* _What this task involves_:
In the account of getting started in radio, list every piece of equipment that is named by its brand.

[Start Document excerpt]

My interest in radio sparked when I was about 12 years old. My brother, Andy, and I saw some Knight Kit C-100 CB walkie talkies in a Radio Shack catalog, and our dad got them for us for Christmas. The idea, then just a dream, of being able to talk even a few feet by radio captured my imagination.
We soldered the kits using dad's Weller 120 watt soldering gun -- neither of us had any soldering or kit-building experience. Dad was an insurance executive, and I don't know why he even HAD a soldering gun. We probably bridged every circuit on the board, so of course they didn't work. We were distraught. Dad took us to the Radio Shack store, where the salesman took the ruined guts out of the cases, replaced them with pre-wired boards, and charged my dad about what the original kits cost.
Andy and I progressed to better CB walkie talkies, and through them met Bob Slater, then K9ZGT. Bob was about two years older than me, and lived on the other side of town in our small Chicago suburb. He'd already been a ham for a couple of years, and was just entering High School. He became our mentor, but while Andy took an immediate interest in ham radio, I was more fascinated by CB. Perhaps it was lack of ambition or motivation. With CB I could talk to people immediately. The ham license seemed daunting. Andy became WN9MAB, and inherited Bob's old novice station, a Heathkit DX-40 transmitter and a Hammerlund HQ-110 receiver. I set up a CB station and progressed through a series of "real" CB radios (real compared to the 100 mW walkie-talkies).
Of course you sneer at this. Hams are taught to look down on CBers as a birthright of becoming licensed. But this was more than a decade before the good-buddy, channel 19 trucker era on CB. We had callsigns, and used our real names. Conversations were civil and pretty routine. I had a great time.
I wasn't averse to ham radio, though. I'd just taken an easier route. Bob was both disparaging and encouraging. I learned Morse code, and practiced by spelling out street signs, though I don't think I actually listened to it much. Code was never my hurdle. Electronics came hard.

[End Document excerpt]
[Start Raw records]

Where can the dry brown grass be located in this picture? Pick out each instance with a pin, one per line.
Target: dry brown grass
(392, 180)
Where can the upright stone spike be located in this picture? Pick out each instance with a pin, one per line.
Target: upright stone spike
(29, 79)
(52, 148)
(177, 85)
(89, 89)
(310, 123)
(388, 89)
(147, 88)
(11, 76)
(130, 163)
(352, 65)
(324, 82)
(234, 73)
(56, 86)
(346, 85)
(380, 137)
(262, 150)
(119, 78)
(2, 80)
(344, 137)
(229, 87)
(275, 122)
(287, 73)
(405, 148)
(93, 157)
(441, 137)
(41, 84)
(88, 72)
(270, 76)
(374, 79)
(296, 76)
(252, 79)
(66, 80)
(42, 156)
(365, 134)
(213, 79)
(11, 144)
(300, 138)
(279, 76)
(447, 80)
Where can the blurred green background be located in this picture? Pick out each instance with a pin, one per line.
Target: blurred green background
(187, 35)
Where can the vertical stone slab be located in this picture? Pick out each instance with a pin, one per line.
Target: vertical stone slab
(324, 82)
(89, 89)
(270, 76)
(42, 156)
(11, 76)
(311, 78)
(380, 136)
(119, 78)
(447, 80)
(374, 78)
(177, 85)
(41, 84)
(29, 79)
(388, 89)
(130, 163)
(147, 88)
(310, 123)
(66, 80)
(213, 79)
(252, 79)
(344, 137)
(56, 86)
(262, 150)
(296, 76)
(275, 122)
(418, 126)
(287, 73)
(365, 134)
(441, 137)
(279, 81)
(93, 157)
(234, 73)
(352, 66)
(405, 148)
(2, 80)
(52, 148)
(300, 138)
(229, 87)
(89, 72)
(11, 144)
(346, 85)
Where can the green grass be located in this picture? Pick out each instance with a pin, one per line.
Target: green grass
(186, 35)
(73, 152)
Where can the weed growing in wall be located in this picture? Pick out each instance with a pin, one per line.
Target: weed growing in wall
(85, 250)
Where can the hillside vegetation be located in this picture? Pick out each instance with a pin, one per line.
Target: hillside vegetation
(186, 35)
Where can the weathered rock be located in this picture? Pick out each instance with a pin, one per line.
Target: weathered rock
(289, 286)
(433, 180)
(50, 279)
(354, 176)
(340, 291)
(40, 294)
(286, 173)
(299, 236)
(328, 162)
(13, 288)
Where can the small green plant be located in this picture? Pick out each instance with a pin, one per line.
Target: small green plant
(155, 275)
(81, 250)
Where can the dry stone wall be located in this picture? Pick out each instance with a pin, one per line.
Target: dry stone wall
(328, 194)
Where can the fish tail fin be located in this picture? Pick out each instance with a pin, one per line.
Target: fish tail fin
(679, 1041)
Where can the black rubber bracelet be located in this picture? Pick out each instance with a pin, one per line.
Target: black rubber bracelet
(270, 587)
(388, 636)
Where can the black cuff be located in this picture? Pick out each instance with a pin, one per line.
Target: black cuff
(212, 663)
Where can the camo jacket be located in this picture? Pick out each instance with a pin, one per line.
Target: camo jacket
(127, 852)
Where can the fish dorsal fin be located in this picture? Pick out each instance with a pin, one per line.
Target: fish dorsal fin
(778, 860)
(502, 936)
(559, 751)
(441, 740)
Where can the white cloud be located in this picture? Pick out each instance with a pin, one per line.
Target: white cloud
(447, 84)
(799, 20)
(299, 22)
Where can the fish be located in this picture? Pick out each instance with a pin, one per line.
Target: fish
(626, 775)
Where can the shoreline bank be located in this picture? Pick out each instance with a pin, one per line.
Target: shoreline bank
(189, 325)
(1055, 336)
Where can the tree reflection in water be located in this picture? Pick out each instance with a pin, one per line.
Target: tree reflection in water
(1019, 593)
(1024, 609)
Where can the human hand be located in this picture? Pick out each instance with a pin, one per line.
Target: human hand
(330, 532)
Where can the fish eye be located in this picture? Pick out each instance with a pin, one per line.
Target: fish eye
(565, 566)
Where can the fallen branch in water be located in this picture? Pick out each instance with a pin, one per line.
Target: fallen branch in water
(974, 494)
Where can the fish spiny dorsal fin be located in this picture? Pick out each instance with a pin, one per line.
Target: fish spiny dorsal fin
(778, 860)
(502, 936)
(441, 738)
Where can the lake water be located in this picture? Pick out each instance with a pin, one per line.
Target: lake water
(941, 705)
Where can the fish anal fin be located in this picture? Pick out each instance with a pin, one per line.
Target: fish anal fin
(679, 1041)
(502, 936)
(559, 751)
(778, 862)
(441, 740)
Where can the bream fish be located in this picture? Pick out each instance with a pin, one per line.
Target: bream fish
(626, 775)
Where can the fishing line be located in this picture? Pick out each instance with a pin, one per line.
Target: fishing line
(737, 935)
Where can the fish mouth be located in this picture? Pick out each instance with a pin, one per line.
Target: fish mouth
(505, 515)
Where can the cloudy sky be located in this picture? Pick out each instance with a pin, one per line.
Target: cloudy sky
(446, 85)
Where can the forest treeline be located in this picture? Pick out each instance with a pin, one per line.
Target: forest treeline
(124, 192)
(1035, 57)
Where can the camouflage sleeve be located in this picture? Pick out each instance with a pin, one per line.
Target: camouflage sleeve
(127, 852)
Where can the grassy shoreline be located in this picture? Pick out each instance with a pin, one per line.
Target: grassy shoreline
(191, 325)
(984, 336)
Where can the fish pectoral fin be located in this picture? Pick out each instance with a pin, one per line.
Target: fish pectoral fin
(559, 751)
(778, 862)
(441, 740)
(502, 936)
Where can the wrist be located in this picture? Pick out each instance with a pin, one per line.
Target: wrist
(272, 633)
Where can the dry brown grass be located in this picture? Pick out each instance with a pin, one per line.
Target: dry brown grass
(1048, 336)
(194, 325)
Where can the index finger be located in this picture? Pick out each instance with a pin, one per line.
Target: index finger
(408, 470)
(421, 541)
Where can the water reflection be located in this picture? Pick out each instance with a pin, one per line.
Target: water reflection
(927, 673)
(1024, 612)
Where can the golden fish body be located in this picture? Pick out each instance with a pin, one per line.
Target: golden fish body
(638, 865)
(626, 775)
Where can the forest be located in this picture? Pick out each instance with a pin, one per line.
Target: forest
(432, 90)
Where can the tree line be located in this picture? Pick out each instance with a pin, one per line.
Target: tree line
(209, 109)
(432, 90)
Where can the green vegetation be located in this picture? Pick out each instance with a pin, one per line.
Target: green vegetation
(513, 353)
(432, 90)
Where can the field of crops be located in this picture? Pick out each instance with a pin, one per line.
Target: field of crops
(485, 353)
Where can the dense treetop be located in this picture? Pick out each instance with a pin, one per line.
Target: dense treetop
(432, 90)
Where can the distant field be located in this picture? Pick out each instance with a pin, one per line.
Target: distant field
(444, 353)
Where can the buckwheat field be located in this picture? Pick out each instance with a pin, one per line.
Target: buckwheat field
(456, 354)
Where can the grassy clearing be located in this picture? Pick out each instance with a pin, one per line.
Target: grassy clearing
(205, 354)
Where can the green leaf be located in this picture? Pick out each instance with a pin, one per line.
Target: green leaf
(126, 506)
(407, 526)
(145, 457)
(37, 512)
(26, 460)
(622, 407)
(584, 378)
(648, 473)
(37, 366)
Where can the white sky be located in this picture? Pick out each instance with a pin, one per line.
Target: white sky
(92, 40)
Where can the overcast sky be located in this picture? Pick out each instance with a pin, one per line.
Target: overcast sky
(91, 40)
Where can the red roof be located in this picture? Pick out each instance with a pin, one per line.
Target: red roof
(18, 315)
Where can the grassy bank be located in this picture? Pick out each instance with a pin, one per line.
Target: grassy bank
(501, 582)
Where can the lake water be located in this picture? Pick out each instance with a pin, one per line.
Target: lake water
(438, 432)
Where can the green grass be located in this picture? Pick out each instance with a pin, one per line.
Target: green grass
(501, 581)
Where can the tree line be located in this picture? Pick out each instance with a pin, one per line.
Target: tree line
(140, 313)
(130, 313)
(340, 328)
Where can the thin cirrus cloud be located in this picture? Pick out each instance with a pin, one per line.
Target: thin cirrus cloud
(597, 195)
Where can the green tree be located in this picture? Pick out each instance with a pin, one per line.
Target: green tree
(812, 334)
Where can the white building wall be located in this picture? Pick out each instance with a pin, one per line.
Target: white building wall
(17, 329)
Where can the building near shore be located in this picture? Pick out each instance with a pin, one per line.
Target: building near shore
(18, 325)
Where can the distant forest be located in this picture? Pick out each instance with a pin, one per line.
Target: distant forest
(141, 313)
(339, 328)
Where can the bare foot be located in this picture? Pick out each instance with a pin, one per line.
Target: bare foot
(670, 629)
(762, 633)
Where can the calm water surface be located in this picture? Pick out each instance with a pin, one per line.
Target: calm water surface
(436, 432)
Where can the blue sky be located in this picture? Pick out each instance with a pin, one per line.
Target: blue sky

[End Raw records]

* _Exercise output_:
- Knight Kit C-100 CB walkie talkies
- Weller 120 watt soldering gun
- Heathkit DX-40 transmitter
- Hammerlund HQ-110 receiver